Could you copy out, word for word, the entries below from the line with "For every <instance>" to the line with "negative clicks: (535, 135)", including both of those lines?

• **Exercise inputs**:
__________

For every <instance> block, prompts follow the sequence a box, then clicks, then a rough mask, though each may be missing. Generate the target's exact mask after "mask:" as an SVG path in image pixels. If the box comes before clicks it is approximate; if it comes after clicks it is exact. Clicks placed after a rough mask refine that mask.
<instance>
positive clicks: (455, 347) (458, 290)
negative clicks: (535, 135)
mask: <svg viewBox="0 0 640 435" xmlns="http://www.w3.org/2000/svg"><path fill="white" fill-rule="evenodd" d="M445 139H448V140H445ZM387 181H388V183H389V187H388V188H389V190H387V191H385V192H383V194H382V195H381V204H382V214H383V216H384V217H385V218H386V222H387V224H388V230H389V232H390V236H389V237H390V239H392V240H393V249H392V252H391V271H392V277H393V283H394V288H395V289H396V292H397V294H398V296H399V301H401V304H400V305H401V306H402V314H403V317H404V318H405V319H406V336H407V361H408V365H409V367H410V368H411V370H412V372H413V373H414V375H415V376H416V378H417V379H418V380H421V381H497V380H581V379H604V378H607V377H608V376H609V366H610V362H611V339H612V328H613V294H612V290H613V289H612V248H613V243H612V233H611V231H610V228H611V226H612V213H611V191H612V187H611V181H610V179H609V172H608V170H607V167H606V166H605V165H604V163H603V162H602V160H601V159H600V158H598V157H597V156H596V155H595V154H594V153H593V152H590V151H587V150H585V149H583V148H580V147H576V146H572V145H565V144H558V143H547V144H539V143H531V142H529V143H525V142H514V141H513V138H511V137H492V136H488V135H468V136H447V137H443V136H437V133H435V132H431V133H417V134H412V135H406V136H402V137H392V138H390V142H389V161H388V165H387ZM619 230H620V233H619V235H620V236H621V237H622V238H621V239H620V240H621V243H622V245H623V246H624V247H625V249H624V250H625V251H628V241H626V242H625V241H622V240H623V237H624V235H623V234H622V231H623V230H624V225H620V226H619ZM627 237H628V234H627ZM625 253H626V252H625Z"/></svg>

__________

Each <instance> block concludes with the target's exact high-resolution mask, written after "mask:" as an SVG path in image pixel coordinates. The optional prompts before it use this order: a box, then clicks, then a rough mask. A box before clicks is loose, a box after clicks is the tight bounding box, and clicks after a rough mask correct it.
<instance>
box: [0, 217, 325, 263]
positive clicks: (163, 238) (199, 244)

__________

• **Your response**:
For every <instance> block, prompts follow the sequence a box, then clicks, then a rough mask, though each may be missing. Generate the target's exact mask after "mask:" as an SVG path in image pixels. If the box comes before clicks it is approximate; if it comes after clicks it is exact. Clicks placed after a rough mask refine that mask.
<instance>
positive clicks: (455, 347) (458, 290)
negative clicks: (535, 135)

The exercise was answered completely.